## Texto fornecido
>>>>>

P/1 – E quando é que você foi para a escola?
R – Eu fui para a escola quando entrei de cinco anos, mas por causa desses contratempos em que a minha mãe se separou do meu pai eu estudava meio que um nômade, porque a minha mãe, por causa do serviço dela. Às vezes ela não dava certo em um lugar ela tinha que ir para outro então pra ela não deixar a gente, ela carregava a gente junto com ela. Então eu perdi muitos anos assim, muita juventude na escola quando eu era criança porque ao mesmo tempo que eu estudava em uma escola durante um ano, já ficava afastada durante 6 meses, perdi um tempo de aula porque só fui terminar mesmo meu estudo com 23 anos.
P/1 – E você estudou? O que você estudou?
R – Estudei, estudava aqui. Era a matéria normal que a gente estuda hoje em dia: português, matemática, na época era ciências, educação artística, e depois que eu passei a estudar no “Washington” comecei a trabalhar em casa de família, aí comecei a estudar no “Washington” e terminei os estudos.
P/1 – E você se lembra do primeiro dia de escola?
R – Não. Não me lembro, faz tanto tempo. Lembro assim de algumas coisas porque quando onde a gente morava, a gente fala que é um canto. Era assim, era Bom Será e tinha o canto, o canto era onde a gente tinha o nosso sitiozinho. Então a gente tinha que subir um morro, descia outro ai subia novamente pra ir pra casa, mas era bom. Foi um momento bom da nossa vida.
P/1 – Isso tudo a pé?
R – Tudo a pé. A pé porque na época a gente não tinha tantas condições como hoje em dia. Então era tudo a pé.

<<<<<

## Itens fornecidos
>>>>>

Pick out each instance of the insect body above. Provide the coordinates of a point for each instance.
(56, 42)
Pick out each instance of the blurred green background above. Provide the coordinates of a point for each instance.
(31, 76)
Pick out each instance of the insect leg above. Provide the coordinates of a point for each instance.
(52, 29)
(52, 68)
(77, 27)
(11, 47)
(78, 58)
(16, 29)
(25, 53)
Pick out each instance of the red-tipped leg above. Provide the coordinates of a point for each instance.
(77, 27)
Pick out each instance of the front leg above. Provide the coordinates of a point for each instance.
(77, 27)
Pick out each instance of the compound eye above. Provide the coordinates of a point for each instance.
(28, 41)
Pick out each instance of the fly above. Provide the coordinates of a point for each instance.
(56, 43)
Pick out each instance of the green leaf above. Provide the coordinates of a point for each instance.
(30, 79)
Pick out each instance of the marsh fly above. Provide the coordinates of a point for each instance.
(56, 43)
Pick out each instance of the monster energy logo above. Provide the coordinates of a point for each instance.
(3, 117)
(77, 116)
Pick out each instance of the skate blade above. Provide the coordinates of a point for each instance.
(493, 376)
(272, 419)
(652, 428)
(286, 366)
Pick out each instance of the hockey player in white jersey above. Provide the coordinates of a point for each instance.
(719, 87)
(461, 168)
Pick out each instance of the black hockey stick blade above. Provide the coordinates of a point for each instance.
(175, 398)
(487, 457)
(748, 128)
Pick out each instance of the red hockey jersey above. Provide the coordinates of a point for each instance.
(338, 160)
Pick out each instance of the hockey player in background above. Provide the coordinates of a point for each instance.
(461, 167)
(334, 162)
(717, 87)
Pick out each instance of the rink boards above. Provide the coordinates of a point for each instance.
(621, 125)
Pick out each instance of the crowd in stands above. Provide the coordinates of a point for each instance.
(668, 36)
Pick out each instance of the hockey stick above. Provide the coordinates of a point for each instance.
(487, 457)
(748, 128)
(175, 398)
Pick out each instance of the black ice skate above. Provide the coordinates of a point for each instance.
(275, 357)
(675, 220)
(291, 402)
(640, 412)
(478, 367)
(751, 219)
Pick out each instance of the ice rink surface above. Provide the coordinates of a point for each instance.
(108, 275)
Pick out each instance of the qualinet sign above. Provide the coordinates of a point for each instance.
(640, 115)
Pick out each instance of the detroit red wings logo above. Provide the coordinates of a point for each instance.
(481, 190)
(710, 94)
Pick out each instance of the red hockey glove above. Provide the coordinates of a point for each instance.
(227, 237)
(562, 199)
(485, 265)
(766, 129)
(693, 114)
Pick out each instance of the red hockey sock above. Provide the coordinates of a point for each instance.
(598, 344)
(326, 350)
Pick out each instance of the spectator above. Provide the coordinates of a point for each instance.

<<<<<

## Atividades propostas
1) Segundo a entrevista, com quantos anos a pessoa entrevistada terminou os estudos?
2) Reproduza palavra por palavra, na entrevista, tudo o que vai de "P/1 – E quando" até "que você estudou?".

## Gabarito
1) Com 23 anos.

2)
P/1 – E quando é que você foi para a escola?
R – Eu fui para a escola quando entrei de cinco anos, mas por causa desses contratempos em que a minha mãe se separou do meu pai eu estudava meio que um nômade, porque a minha mãe, por causa do serviço dela. Às vezes ela não dava certo em um lugar ela tinha que ir para outro então pra ela não deixar a gente, ela carregava a gente junto com ela. Então eu perdi muitos anos assim, muita juventude na escola quando eu era criança porque ao mesmo tempo que eu estudava em uma escola durante um ano, já ficava afastada durante 6 meses, perdi um tempo de aula porque só fui terminar mesmo meu estudo com 23 anos.
P/1 – E você estudou? O que você estudou?